AIM:
Rewrite the stretch from the line containing "shaped like [533,486]." through the end of the records, putting "lane marking" wherever "road marking" appears and leaving everything else unchanged. Give only those lines.
___ GIVEN DATA
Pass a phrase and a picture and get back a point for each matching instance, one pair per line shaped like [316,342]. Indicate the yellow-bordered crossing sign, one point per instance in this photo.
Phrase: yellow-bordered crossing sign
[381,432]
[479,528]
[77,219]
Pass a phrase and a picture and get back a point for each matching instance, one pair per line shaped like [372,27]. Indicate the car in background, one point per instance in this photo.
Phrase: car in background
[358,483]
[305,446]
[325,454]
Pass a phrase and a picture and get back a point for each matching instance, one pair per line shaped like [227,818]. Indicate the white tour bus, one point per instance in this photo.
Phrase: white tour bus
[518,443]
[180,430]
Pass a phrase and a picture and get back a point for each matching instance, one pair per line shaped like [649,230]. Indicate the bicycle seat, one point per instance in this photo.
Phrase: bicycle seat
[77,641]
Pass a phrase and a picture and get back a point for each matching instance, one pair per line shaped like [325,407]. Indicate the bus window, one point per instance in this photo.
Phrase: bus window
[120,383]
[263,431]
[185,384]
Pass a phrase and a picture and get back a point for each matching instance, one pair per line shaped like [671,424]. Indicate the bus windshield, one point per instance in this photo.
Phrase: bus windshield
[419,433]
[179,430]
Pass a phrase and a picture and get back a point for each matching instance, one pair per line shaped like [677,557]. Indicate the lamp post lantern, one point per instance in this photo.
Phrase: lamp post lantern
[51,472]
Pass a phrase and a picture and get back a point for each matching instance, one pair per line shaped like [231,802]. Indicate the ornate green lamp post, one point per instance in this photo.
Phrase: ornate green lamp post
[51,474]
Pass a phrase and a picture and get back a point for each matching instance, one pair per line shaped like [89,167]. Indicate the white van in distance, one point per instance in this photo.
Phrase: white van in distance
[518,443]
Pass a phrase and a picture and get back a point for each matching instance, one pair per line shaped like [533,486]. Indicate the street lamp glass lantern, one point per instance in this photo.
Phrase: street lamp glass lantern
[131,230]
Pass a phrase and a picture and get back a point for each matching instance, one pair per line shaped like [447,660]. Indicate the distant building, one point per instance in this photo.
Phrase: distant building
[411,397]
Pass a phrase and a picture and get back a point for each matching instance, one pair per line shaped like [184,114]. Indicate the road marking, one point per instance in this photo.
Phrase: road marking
______
OUTPUT FOR THIS TASK:
Pass a phrase and a picture and get back a point for each matching instance, one pair per line shaped like [533,486]. Indicate the street lamp glass lantern, one point per instance in this photo.
Phrase: street lamp glass lantern
[131,230]
Pass a phrase and a picture and get back a point for each matching instance, one pair per line shaped like [447,660]. Indicate the distant building, one point per instance in this photo.
Phrase: distant building
[411,397]
Pass a phrase and a picture and get back a point for each matching instance, one pair per line shaped like [184,114]. Indicate the lane marking, one point per instance in this photo.
Phrase: lane marking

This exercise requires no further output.